> [INSTRUCTIONS TO FOLLOW] Say whether each statement below agrees with the ticket comment, answering yes or no and quoting the words of the ticket comment that decide it: (a) DS records are allowed to coexist with CNAME. (b) NSEC3 records effectively belong to a separate name space of the zone. (c) The reply rejects operator overloading in every case.

> [SOURCE PASSAGE]
****************
BIND 10 #1177: NSEC support in new data source
BIND 10 Development
do-not-reply at isc.org
Thu Sep 22 22:39:57 UTC 2011
#1177: NSEC support in new data source
-------------------------------------+-------------------------------------
Reporter: | Owner: jinmei
jinmei | Status: reviewing
Type: task | Milestone:
Priority: major | Sprint-20110927
Component: data | Resolution:
source | Sensitive: 0
Keywords: | Sub-Project: DNS
Defect Severity: N/A | Estimated Difficulty: 5
Feature Depending on Ticket: | Total Hours: 0
Add Hours to Ticket: 0 |
Internal?: 0 |
-------------------------------------+-------------------------------------
Comment (by jinmei):
Replying to [comment:11 vorner]:
> > - I'm not sure if this comment is relevant, but at least NSEC should
> > be able to coexist with NS/CNAME (and as commented DS should be okay
> > with NS, too):
>
> I added the NSEC and NSEC3 (I expect that one is there too). The DS
needs separate
> bool variable, as it is not allowed with CNAME.
Hmm, that's true for NSEC3, but I see some subtle difference for that
case. NSEC3 RRs effectively belong to a separate name space of the
zone, so the rationale why the owner name of an NSEC3 can have other
types is different from the reason for RRSIG and NSEC. In that sense
I'd update the code comment to reflect the subtlety:
{{{
// NSEC and RRSIG can coexist with anything, otherwise
// we've seen something that can't live together with
potential
// CNAME or NS
}}}
(maybe it's sufficient to add NSEC3 in addition to NSEC though)
> > - operator+: I personally don't think this definition is intuitive.
> > I'd expect an 'operator+' (with two params) to take the same types
> > of arguments and to meet other natural expectations derived from the
> > arithmetic '+' operator (such as the commutative law). Also, while
> > admittedly this may purely be a matter of taste, I generally agree
> > with the concerns documented in the google's guideline:
> > http://google-
styleguide.googlecode.com/svn/trunk/cppguide.xml#Operator_Overloading
>
> Actually, I don't agree there at all with the google styleguide. Then
we're getting to the java world, where you have to write
string_a.equals(string_b), because it can't overload operators. That is
much less readable code than with ==.
Actually, I said "*generally* agree" due to such examples. My opinion
is that there are cases where operator overloading contributes to
better readability, and if the benefit outweighs the pitfalls I'd
rather prefer using them than dogmatically rejecting them. So it's
case by case basis, and I said "generally" because IMO different
people tend to have different views on clarity or intuitiveness and a
simple operator can often cause more confusion than clarity.
Now, for this particular case...
> As with this concrete operator ‒ adding an element to a set is something
I did see written this way in mathematics, mainly in graph theory and
combinatorics (and even substracting an element from set).
****************
> [ITEMS]
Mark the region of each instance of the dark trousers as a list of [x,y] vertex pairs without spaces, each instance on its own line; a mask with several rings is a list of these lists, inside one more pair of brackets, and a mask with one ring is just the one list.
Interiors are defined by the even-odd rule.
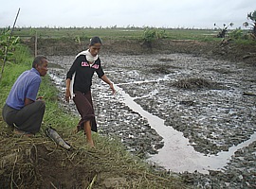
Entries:
[[73,100],[81,115],[81,120],[78,125],[83,129],[84,122],[90,121],[91,130],[97,132],[97,124],[95,120],[91,91],[87,92],[86,94],[75,91]]
[[21,110],[15,110],[5,104],[2,112],[5,122],[22,131],[35,134],[40,130],[45,114],[46,104],[37,100]]

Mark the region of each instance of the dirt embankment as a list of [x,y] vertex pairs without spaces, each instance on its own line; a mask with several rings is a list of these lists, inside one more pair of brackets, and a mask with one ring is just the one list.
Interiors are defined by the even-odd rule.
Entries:
[[[32,51],[34,40],[23,42]],[[72,39],[39,39],[37,54],[46,56],[74,56],[87,47],[87,42],[77,43]],[[198,42],[192,40],[158,40],[144,43],[138,40],[103,40],[102,54],[193,54],[215,60],[244,61],[256,64],[256,43],[252,44],[236,43],[235,42]]]

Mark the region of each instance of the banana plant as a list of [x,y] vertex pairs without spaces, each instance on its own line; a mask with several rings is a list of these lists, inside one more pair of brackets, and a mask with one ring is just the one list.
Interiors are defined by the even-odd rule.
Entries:
[[245,22],[243,26],[246,27],[252,26],[251,36],[253,39],[256,39],[256,10],[247,13],[247,20],[250,20],[251,23]]

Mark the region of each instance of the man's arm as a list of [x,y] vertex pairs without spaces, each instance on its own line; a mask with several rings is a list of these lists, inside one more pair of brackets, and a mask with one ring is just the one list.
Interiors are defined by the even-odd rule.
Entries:
[[116,90],[114,88],[114,84],[108,79],[108,77],[106,77],[106,75],[103,75],[101,77],[105,83],[109,84],[110,89],[112,90],[112,94],[116,94]]
[[25,104],[25,106],[27,106],[27,105],[31,104],[31,103],[33,103],[33,102],[34,102],[34,101],[31,100],[31,99],[29,99],[29,98],[25,98],[24,104]]

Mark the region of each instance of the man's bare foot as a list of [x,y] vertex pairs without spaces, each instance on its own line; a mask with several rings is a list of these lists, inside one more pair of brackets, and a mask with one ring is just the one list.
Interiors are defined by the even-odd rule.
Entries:
[[88,144],[91,147],[95,147],[93,141],[87,141],[87,144]]
[[23,136],[27,136],[27,137],[33,136],[33,134],[31,134],[31,133],[25,132],[25,131],[19,130],[17,129],[13,129],[13,133],[16,134],[16,135],[23,135]]
[[81,130],[83,130],[83,127],[78,125],[77,128],[74,129],[74,133],[78,133]]

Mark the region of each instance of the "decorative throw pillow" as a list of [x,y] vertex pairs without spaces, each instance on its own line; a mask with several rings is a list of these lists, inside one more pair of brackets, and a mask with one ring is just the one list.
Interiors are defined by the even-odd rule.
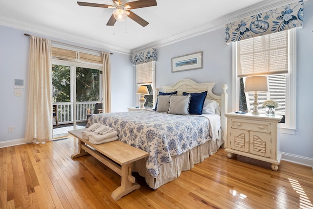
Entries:
[[[173,92],[164,93],[162,92],[158,92],[158,95],[174,95],[177,94],[177,91]],[[156,110],[156,107],[157,107],[157,99],[156,99],[156,107],[153,110]]]
[[205,99],[202,113],[203,114],[215,114],[216,109],[219,107],[219,103],[216,101],[212,99]]
[[207,91],[201,93],[182,93],[182,95],[190,94],[191,95],[190,104],[189,105],[189,114],[202,114],[202,109],[203,107],[203,104],[204,103],[207,93]]
[[170,97],[171,95],[159,95],[157,96],[158,104],[156,107],[156,112],[167,112],[170,107]]
[[190,95],[172,96],[170,99],[170,108],[167,113],[176,115],[188,115]]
****************
> [THE RESPONSE]
(a) No: "as it is not allowed with CNAME"
(b) Yes: "NSEC3 RRs effectively belong to a separate name space of the zone"
(c) No: "So it's case by case basis"